Saturday, 7 March 2020

Let us give up hate for Lent ~ hatred sends souls to Hell



Jesus said to his disciples: ‘You have learnt how it was said: You must love your neighbour and hate your enemy. But I say this to you: love your enemies and pray for those who persecute you; in this way you will be sons of your Father in heaven, for he causes his sun to rise on bad men as well as good, and his rain to fall on honest and dishonest men alike. For if you love those who love you, what right have you to claim any credit? Even the tax collectors do as much, do they not? And if you save your greetings for your brothers, are you doing anything exceptional? Even the pagans do as much, do they not? You must therefore be perfect just as your heavenly Father is perfect.’
St. Matthew, 5:43-48


Lent is the time to repent of our sins, do penance and reform our lives. One of the most difficult teachings of Christ is to love our enemies. Is there someone that you "hate"? Someone you wish ill upon? Is their hateful rage and unrighteous anger towards this or that person or persons? A family member, a co-worker, a politician, a priest, a bishop, even the Pope? Anyone?


In his 18th Homily on St. Matthew, St. John Chrysostom comments on the above passage:
...He said not, do not hate, but love; He said not, do not injure, but do good....And if any one should examine accurately, he will see that even to these things somewhat is added, much greater than they are. For neither did He simply command to love, but to pray...to entreat God Himself on his behalf.

The saint then tells us why we are not only to love but to pray for our enemies:

For He says, That ye may become like your Father which is in Heaven
St John replies to those who claim they simply cannot bring themselves to love their enemies (which is a rejection of God's grace):
But how, says one, is it possible for this to take place? Having seen God become man, and descend so far, and suffer so much for your sake, do you still inquire and doubt, how it is possible to forgive your fellow-servants their injuriousness?

Do you not hear Him on the cross, saying, Forgive them, for they know not what they do? Do you not hear Paul, when he says, He who is gone up on high, and is sitting on the right hand intercedes for us?

SUPPLIED DATA:
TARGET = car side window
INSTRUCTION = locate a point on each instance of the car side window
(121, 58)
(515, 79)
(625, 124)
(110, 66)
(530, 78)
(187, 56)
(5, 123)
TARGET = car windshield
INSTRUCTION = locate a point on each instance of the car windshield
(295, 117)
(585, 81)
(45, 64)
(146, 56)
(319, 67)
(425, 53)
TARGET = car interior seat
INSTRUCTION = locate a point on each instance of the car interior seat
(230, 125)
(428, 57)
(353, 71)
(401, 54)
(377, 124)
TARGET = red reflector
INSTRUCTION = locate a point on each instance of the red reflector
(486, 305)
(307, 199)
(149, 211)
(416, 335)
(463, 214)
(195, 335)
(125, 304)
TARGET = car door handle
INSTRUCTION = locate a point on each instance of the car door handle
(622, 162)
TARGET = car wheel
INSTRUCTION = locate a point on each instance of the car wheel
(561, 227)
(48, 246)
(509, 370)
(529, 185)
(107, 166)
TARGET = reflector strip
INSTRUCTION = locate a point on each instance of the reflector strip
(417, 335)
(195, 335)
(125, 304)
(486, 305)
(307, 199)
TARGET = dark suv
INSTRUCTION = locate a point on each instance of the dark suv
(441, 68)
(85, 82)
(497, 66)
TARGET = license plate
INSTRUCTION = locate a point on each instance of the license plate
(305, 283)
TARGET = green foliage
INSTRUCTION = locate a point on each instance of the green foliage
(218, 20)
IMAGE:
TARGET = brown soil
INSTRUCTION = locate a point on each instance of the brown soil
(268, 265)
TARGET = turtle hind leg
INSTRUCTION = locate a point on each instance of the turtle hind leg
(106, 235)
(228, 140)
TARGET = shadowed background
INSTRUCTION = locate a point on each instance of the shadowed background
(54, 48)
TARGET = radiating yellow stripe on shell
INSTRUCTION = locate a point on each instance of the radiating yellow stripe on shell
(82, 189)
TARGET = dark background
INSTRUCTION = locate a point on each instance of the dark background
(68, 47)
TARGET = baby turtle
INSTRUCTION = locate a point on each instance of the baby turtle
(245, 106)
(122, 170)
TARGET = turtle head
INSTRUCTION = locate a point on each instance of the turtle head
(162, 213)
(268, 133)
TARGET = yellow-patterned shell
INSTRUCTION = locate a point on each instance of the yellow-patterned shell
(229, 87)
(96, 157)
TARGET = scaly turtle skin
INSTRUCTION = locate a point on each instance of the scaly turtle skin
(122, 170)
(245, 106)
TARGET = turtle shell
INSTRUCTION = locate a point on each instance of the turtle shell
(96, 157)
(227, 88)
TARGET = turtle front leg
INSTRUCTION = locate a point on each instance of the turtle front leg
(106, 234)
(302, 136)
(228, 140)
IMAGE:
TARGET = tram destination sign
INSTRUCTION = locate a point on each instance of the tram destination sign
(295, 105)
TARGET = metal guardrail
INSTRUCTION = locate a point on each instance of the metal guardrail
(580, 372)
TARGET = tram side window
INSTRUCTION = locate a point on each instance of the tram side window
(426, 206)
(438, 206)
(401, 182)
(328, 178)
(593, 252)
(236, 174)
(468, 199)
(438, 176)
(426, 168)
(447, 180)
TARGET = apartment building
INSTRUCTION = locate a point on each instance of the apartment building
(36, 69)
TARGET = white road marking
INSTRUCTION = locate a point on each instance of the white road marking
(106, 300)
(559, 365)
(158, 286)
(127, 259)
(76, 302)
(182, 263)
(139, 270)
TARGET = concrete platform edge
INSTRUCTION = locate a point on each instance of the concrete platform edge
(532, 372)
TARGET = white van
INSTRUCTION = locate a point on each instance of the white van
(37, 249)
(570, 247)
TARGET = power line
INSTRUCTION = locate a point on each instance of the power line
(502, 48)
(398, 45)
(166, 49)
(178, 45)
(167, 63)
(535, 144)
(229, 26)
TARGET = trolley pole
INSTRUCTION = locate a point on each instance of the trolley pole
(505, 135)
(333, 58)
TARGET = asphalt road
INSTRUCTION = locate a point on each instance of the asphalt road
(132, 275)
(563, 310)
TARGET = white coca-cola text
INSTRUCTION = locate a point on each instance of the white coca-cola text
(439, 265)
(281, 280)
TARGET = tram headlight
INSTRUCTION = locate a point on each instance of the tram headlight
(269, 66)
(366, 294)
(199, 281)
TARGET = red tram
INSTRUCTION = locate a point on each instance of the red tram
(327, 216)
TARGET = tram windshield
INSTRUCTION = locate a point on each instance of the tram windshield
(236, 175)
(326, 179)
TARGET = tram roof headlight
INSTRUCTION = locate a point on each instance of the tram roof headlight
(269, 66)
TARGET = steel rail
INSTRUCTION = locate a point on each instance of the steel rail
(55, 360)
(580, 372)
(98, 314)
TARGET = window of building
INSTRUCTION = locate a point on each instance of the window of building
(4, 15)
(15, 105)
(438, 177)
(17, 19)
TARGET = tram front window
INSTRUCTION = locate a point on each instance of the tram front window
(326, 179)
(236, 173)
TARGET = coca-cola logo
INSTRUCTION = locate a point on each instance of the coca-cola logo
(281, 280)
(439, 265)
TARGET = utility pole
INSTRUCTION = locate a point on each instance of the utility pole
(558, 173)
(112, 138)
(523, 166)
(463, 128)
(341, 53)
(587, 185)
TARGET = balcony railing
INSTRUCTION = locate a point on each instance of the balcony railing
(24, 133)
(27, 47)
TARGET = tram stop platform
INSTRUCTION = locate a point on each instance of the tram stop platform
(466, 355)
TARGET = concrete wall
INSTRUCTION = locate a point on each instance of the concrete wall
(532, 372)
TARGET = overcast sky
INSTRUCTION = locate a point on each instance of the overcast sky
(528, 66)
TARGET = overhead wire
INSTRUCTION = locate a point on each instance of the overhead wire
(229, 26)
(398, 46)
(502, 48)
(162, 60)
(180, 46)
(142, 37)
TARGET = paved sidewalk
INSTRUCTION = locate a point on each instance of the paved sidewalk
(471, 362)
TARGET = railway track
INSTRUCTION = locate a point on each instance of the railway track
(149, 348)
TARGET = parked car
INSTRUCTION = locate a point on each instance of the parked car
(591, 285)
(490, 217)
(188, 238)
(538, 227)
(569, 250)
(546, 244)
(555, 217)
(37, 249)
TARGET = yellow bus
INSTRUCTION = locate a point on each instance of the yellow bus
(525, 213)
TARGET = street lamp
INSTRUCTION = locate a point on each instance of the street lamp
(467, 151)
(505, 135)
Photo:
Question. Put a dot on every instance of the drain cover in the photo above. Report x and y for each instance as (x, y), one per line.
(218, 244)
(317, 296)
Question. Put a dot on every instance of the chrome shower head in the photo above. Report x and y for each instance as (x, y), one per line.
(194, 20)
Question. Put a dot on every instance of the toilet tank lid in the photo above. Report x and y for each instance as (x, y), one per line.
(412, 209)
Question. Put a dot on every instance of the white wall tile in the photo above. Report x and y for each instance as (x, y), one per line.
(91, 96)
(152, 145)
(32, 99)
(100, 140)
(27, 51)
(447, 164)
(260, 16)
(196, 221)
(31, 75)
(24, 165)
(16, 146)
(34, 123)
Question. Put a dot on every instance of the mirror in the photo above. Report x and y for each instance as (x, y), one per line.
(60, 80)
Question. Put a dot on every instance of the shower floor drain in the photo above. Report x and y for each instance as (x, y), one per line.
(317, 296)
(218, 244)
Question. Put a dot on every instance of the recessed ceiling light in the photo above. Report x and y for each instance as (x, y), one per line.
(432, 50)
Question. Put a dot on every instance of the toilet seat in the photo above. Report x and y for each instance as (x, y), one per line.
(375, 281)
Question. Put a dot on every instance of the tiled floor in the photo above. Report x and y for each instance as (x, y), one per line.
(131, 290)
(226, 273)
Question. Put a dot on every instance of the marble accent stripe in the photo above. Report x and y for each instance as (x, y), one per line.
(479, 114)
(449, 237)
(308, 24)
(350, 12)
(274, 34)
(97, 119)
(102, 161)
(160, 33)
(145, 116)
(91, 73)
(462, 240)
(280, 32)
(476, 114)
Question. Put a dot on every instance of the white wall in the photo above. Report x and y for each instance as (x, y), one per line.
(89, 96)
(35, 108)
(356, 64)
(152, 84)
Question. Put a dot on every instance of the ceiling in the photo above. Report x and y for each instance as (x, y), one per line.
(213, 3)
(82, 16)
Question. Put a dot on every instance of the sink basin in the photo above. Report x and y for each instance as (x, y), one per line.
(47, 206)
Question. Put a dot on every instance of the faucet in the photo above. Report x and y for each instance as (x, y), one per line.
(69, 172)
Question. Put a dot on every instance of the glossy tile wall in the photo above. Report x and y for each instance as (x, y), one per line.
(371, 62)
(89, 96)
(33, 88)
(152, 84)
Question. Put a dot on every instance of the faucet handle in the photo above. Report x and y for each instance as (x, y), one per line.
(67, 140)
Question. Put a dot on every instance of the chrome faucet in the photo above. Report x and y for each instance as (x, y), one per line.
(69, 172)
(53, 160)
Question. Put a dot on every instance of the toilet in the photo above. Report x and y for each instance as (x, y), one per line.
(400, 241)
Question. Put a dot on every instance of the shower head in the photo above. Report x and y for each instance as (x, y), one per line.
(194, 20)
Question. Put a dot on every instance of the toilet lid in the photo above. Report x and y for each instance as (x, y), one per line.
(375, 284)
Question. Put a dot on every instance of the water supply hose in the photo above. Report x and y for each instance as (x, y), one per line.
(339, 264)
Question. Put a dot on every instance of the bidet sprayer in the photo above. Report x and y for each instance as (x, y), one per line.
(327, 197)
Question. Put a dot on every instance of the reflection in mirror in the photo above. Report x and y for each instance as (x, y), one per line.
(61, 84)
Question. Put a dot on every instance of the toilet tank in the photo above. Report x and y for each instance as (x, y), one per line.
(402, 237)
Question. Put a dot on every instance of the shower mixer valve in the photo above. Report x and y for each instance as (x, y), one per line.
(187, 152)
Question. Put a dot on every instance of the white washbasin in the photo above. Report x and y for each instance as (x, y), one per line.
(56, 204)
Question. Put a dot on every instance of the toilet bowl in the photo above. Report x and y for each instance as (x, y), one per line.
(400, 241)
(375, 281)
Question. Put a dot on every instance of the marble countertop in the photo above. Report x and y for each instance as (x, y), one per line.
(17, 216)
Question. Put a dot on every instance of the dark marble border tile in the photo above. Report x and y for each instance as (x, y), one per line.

WHAT TO PRODUCE:
Continue the Lenten reflection on loving one's enemies from where it stops.

ANSWER FOR THIS EXERCISE:
Do you see not that even after the cross, and after He had been received up, He sent the apostles unto the Jews that had slain Him, to bring them His ten thousand blessings, and this, though they were to suffer ten thousand terrors at their hands?

But have you been greatly wronged?

Nay, what have you endured like your Lord, bound, beaten with whips, with rods, spit upon by servants, enduring death, and that death, which is of all deaths the most shameful, after ten thousand favors shown? "

The saint then concludes:

And even if you have been greatly wronged, for this very cause most of all do thou do him good, that you may both make your own crown more glorious, and set your brother free from the worst infirmity.



Those those of us who refuse to love our "enemies", we may not have yet lost the Faith, but we are well on the way to losing it. St. John wrote: "Anyone who hates a brother or sister is a murderer, and you know that no murderer has eternal life residing in him" (1 John 3:15). 

During this Lent we need to forgive our enemies. We will find that abandoning the hatred, the rage, the anger, the bitterness will also bring us the peace that we lack. 

For some of us this will be our last Lent. Let us make good use of the time that God has graced us. Let us give up hate this Lent, and forever give it up! 

5 comments:

John Haggerty said...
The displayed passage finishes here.